**YOUR TASK**
Below are records; how many of their lines contain "green"? Give the number and no other words.

**SUPPLIED DATA**

-=-=-=-=-

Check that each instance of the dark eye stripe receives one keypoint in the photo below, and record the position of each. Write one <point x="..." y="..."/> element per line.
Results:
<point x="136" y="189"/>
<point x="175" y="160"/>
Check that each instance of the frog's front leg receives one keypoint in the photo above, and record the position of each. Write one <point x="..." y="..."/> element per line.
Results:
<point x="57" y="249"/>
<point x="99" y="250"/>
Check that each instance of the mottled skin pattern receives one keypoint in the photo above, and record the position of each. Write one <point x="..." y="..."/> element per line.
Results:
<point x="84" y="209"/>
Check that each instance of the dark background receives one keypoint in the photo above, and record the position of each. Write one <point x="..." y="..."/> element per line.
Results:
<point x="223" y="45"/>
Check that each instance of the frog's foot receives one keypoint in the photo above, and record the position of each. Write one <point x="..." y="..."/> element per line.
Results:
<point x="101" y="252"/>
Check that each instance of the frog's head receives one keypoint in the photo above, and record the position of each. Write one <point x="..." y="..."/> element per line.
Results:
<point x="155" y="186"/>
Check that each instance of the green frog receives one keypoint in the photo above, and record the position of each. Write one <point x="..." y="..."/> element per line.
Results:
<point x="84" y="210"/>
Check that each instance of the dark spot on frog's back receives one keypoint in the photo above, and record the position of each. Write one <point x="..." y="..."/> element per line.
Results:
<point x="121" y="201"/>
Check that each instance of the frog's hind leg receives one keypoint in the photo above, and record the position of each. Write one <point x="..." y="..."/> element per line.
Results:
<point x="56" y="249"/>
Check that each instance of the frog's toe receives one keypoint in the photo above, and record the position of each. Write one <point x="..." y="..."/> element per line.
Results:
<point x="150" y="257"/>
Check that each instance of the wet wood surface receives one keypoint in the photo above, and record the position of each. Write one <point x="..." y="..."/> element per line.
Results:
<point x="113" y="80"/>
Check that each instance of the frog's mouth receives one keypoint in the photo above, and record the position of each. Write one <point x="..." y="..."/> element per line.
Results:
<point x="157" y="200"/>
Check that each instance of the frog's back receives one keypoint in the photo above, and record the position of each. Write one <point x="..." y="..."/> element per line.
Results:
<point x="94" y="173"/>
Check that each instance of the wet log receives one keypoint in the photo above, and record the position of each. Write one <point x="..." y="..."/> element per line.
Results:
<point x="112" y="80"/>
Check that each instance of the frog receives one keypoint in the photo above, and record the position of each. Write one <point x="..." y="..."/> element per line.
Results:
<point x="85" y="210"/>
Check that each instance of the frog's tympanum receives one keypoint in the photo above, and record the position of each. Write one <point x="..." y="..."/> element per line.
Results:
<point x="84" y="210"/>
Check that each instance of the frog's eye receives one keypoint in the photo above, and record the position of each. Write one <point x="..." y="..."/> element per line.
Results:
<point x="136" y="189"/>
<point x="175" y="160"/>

-=-=-=-=-

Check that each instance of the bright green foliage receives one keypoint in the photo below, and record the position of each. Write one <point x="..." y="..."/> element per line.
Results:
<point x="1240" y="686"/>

-=-=-=-=-

**ANSWER BOX**
2